What you have to do → In the comment thread, what kind of blog is called not a good place to fight for dangers to women's rights?

Excerpt to read →
I think you’re missing a point, though. Misogyny comes in many forms. It’s rooted deep in our culture, and the fact that there are even worse, more overt and violent cases of it doesn’t mean that everything else should be ignored. We don’t continue to sell gollywogs and defend it as long as a black guy somewhere is being beaten up.
And the article does mention what the problem is:
15/01/2013 at 14:47 Ansob says:
Gosh, I do wish privilege were something revocable for cases just like these.
15/01/2013 at 14:53 Nurse Aenima says:
No apology needed, as I didn’t take any offense :)
Going back to the topic, I really am opposed to any form of misogyny where it actually exists (certain workplace situations, home violence, sexual abuse, violence), but when we are starting to call every small piece of untasty plastic thing as misogynist attack on women’s rights, aren’t we in danger to devaluate that term?
The dangers of political corectness that goes everboard is its blind zeal and it’s “there is only white and black, no shades of grey” rethorics.
Video Games blog is not a good place to fight for (real, not imagined) dangers to women’s rights (there are countless situations and places where that really IS an issue). By posting stuff like this (the article) you are simply becoming a laughing stock of level headed individuals.
The doll is ugly and stupid I do not feel it endangers my rights or dignity as a woman.

Detection annotation records
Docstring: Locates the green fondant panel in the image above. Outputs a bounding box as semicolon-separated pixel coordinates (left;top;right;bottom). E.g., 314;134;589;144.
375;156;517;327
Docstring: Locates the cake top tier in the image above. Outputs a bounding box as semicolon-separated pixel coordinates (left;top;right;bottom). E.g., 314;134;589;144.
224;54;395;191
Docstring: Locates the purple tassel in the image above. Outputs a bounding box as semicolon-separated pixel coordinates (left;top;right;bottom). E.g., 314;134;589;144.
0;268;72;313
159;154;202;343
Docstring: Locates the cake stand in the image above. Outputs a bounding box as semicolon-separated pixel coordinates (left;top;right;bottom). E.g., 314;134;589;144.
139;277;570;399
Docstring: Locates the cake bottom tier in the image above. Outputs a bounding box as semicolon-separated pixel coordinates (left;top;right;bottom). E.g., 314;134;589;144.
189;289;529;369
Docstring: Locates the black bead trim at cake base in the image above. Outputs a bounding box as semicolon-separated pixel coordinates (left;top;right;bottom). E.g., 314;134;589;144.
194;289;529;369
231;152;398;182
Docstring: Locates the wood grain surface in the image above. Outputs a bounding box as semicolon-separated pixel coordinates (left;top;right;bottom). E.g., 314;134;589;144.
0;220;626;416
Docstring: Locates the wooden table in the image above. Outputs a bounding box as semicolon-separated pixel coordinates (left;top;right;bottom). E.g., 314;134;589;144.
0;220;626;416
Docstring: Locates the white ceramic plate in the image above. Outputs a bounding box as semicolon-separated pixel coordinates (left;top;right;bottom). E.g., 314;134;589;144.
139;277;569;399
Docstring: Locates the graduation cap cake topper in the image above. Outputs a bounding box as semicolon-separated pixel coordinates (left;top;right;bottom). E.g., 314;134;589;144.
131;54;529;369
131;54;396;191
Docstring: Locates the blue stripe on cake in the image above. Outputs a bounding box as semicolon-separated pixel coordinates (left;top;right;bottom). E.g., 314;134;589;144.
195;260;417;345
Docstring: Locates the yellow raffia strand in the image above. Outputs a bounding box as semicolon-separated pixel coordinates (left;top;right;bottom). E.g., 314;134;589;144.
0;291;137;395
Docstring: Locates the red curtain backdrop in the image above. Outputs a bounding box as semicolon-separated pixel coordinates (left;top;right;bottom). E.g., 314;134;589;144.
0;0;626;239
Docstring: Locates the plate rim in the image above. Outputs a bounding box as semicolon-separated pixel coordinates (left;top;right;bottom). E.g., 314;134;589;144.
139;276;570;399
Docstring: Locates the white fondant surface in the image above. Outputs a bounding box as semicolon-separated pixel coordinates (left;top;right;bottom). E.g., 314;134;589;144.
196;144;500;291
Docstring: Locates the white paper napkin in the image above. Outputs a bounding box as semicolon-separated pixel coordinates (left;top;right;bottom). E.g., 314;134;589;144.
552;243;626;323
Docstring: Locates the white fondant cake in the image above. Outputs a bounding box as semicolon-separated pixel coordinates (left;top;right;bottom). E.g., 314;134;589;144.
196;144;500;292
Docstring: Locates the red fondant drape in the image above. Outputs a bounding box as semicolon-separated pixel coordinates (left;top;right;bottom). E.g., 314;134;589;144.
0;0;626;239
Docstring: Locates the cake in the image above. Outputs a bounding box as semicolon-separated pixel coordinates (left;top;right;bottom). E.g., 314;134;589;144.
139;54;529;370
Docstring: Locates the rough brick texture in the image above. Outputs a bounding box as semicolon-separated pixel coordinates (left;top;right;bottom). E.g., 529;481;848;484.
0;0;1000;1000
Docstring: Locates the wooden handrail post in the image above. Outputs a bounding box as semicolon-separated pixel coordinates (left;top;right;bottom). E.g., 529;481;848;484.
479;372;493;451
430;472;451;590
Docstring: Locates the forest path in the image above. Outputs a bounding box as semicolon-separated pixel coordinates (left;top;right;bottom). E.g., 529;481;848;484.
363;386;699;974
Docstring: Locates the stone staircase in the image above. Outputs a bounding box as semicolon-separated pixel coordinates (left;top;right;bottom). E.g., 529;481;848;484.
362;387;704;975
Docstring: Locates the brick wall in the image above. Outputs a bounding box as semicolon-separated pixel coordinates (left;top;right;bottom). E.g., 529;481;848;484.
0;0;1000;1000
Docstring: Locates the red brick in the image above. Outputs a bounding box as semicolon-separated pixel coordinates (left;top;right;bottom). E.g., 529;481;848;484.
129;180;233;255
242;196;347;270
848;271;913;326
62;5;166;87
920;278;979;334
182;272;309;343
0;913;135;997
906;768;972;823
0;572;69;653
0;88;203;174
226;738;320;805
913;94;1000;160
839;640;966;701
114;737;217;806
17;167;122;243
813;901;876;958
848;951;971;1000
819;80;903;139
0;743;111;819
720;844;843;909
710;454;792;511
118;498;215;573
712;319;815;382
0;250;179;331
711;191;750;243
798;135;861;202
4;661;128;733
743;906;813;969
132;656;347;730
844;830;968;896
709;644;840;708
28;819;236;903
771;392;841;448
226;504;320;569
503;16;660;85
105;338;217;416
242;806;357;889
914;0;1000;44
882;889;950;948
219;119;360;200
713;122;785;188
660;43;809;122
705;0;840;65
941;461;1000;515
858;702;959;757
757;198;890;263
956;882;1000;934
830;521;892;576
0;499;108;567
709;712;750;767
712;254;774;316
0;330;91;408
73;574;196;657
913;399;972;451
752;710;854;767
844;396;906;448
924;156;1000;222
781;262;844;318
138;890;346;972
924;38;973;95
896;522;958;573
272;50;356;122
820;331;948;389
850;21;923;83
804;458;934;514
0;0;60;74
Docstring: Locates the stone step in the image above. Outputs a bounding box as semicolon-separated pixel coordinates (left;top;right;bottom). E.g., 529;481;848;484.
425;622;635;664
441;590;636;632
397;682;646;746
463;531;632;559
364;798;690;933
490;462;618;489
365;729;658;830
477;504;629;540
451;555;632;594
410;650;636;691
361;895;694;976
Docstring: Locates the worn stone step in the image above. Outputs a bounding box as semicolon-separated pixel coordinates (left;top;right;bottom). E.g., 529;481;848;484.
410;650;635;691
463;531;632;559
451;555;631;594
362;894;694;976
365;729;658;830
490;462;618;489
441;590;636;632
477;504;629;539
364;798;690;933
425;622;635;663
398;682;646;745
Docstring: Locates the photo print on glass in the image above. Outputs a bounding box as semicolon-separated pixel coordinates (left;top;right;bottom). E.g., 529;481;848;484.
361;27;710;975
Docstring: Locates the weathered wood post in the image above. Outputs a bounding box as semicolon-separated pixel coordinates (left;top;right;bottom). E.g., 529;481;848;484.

Solution → A video games blog.